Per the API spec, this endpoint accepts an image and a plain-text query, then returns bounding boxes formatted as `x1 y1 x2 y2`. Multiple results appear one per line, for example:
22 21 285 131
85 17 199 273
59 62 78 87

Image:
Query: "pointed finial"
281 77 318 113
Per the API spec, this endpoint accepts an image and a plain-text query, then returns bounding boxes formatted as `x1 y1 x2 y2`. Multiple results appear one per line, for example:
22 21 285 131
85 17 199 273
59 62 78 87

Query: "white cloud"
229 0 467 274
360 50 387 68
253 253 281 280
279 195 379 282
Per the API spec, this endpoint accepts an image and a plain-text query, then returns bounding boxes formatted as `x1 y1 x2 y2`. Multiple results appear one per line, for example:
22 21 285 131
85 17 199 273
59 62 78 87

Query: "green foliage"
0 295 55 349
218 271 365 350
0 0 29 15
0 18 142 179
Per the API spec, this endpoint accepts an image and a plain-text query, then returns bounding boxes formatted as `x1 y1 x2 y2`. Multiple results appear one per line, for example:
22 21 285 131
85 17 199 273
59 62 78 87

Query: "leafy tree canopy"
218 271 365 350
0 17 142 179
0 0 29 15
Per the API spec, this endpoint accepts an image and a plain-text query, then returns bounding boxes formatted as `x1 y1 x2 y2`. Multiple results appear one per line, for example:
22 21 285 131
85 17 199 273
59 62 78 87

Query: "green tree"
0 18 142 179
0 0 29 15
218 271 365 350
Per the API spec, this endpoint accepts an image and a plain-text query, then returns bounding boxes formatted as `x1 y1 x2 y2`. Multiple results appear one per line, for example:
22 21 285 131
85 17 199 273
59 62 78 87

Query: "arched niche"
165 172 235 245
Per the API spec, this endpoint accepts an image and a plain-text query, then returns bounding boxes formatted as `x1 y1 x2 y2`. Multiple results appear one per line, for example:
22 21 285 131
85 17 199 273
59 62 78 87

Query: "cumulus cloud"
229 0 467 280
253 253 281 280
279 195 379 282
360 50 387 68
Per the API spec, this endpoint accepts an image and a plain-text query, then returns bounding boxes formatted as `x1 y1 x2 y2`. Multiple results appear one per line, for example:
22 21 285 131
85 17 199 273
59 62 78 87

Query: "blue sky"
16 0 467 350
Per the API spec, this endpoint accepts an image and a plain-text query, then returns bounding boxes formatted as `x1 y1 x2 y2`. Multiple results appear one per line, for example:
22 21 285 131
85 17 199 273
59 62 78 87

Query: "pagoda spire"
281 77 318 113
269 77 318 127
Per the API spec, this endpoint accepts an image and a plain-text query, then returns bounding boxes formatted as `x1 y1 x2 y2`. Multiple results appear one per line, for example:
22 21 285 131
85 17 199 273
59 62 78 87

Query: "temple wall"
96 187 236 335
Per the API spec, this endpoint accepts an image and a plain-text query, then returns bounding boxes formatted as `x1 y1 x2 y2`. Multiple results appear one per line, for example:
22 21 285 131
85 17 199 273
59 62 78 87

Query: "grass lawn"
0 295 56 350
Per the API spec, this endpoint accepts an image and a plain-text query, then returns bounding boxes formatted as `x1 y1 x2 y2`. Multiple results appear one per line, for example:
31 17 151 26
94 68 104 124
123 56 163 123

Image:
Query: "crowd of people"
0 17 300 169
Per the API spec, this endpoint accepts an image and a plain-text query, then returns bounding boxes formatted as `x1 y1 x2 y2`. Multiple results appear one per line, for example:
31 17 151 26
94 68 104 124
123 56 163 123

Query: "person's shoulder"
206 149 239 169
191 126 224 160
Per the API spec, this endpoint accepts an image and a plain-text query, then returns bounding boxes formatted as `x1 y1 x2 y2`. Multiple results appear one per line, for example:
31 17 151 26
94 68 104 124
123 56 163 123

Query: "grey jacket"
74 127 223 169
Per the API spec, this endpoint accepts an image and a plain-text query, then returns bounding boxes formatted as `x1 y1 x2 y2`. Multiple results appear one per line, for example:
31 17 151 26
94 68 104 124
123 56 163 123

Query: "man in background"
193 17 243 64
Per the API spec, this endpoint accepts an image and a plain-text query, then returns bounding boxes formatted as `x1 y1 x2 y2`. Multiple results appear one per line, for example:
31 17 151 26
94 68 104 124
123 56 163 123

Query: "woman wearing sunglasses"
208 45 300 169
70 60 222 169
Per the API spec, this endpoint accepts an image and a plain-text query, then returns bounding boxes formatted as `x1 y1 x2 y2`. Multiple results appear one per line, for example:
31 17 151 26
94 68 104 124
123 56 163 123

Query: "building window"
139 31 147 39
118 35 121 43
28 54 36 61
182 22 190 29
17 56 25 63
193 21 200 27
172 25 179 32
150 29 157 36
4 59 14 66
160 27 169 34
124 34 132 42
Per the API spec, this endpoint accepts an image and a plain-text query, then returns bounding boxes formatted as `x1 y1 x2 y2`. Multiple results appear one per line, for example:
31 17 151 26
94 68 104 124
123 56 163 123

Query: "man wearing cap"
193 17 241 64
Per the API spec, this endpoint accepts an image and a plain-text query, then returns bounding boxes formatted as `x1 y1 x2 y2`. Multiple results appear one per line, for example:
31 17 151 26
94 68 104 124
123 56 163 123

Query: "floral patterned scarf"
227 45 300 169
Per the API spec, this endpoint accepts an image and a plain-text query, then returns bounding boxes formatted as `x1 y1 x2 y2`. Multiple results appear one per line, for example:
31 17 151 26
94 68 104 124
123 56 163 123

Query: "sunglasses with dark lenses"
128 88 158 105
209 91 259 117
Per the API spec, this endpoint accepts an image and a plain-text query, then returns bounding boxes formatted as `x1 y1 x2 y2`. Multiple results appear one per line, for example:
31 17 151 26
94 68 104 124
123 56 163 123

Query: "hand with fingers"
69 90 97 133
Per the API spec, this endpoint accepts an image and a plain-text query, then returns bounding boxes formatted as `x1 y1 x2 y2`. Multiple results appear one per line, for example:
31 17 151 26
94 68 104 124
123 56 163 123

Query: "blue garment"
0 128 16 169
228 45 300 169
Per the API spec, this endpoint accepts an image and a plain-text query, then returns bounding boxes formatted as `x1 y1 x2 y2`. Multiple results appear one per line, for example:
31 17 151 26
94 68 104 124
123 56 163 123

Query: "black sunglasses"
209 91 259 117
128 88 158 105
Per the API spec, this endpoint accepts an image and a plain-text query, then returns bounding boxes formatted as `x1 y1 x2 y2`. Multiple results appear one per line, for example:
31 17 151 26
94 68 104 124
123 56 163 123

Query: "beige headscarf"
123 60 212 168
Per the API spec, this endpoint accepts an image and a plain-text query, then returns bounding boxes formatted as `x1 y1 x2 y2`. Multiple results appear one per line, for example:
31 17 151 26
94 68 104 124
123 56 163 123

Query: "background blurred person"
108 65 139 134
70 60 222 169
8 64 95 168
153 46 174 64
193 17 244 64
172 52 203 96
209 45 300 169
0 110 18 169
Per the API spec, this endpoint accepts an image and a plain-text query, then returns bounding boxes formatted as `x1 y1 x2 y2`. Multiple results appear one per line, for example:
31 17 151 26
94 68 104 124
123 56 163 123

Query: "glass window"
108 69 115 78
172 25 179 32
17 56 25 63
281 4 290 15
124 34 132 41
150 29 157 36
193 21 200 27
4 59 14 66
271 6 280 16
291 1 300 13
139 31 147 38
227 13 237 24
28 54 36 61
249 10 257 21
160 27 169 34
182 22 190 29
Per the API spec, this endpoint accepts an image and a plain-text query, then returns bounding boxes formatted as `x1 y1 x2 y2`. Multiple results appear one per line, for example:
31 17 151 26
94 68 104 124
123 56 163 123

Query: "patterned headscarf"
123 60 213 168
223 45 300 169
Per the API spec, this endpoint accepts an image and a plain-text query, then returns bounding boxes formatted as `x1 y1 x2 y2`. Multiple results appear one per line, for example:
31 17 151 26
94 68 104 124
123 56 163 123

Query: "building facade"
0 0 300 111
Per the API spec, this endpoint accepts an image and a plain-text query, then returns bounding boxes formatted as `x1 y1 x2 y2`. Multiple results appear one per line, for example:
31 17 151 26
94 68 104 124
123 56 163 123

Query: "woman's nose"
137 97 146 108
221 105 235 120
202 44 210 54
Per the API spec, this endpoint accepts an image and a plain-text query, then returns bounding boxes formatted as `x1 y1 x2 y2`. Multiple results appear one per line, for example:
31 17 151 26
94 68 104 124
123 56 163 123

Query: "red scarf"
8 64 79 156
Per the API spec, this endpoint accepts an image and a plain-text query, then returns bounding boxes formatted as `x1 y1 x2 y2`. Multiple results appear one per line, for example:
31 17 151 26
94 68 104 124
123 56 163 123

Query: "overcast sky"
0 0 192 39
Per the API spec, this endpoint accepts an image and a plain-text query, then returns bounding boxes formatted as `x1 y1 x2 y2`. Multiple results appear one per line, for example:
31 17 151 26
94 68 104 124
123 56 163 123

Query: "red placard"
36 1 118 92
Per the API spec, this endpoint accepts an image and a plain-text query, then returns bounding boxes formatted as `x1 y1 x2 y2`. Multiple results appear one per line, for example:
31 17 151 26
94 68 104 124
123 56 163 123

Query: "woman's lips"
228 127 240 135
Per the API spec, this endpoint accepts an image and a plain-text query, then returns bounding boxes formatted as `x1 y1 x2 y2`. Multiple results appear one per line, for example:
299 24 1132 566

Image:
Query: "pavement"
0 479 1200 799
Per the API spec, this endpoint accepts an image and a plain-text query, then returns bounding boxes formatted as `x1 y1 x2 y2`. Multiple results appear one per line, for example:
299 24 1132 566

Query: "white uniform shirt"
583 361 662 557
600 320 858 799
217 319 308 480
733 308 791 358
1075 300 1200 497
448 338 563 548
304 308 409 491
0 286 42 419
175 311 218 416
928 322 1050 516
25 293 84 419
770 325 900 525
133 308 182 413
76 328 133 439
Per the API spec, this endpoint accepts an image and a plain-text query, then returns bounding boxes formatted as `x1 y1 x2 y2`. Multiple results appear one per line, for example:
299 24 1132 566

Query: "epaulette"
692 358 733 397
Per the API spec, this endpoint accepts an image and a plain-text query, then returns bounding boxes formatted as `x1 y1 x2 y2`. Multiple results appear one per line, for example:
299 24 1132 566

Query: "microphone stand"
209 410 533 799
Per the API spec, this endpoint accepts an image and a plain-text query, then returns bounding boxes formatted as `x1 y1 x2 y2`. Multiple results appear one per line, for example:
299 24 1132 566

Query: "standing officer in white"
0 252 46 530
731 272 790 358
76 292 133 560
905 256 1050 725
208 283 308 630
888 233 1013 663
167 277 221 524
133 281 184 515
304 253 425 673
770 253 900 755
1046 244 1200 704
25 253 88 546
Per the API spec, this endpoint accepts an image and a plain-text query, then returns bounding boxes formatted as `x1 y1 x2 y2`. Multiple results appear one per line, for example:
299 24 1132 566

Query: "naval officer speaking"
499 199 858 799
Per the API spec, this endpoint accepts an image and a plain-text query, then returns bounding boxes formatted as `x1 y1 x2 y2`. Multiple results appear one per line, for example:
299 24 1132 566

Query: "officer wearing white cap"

Directions: Update the entries, starting at the first one and ending at the line that contains "16 0 467 350", by replacing "endpoint" with "service" and leaving everything else unchanged.

Final answer:
Per the API spec, this service accepts an image and a plain-text query, then returns bounding boxes formatted as `x1 y1 x2 y2`. Multiple results appear one per line, for example:
22 21 285 131
85 17 199 273
59 62 78 87

Image:
Query: "pointed finial"
281 77 318 113
Per the API spec, this service accepts an image and a plain-text query, then returns bounding boxes formatted as `x1 y1 x2 y2`. Multiple results appear one per line, for example:
22 21 285 131
85 17 199 273
59 62 78 87

Query: "white cloud"
229 0 467 274
360 50 387 68
253 253 281 280
279 195 379 282
Per the API spec, this service accepts an image and a plain-text query, then returns bounding boxes formatted as `x1 y1 x2 y2`. Multiple results appear one per line, for example:
22 21 285 131
85 17 199 273
59 62 78 87

Query: "green foliage"
0 295 55 349
218 271 365 350
0 0 29 15
0 18 142 179
Per the API spec, this service accepts an image and a plain-text query, then returns bounding boxes formatted as `x1 y1 x2 y2`. Multiple results appear one per line, for example:
22 21 285 131
85 17 199 273
59 62 78 87

Query: "leafy tree canopy"
218 271 365 350
0 17 142 179
0 0 29 15
Per the API spec, this service accepts an image and a plain-text query, then returns bounding boxes formatted as `x1 y1 x2 y2`. Multiple results appear one per line, for example:
22 21 285 131
85 17 199 273
59 62 78 87

Query: "green tree"
0 18 142 179
0 0 29 15
218 271 365 350
Per the API spec, this service accepts an image and a plain-text query, then returns bounding boxes formatted as `x1 y1 x2 y2`. Multiple results appear one per line, for example:
22 21 285 131
85 17 199 273
59 62 78 87

Query: "arched niche"
165 172 235 245
Per the API spec, this service accepts an image and a plain-text query, then returns bounding boxes formatted as `x1 y1 x2 y2`. Multiple results appear one per line, for example:
22 21 285 131
85 17 199 273
59 62 78 87

Query: "cumulus cloud"
229 0 467 280
253 253 281 280
279 195 379 282
360 50 387 68
Per the API spec, this service accepts an image and a plain-text query, then returns bounding boxes formatted as `x1 y1 x2 y2`. Multiple results appear one per line, for example:
22 21 285 131
85 17 199 273
59 62 78 87

Query: "blue sky"
16 0 467 350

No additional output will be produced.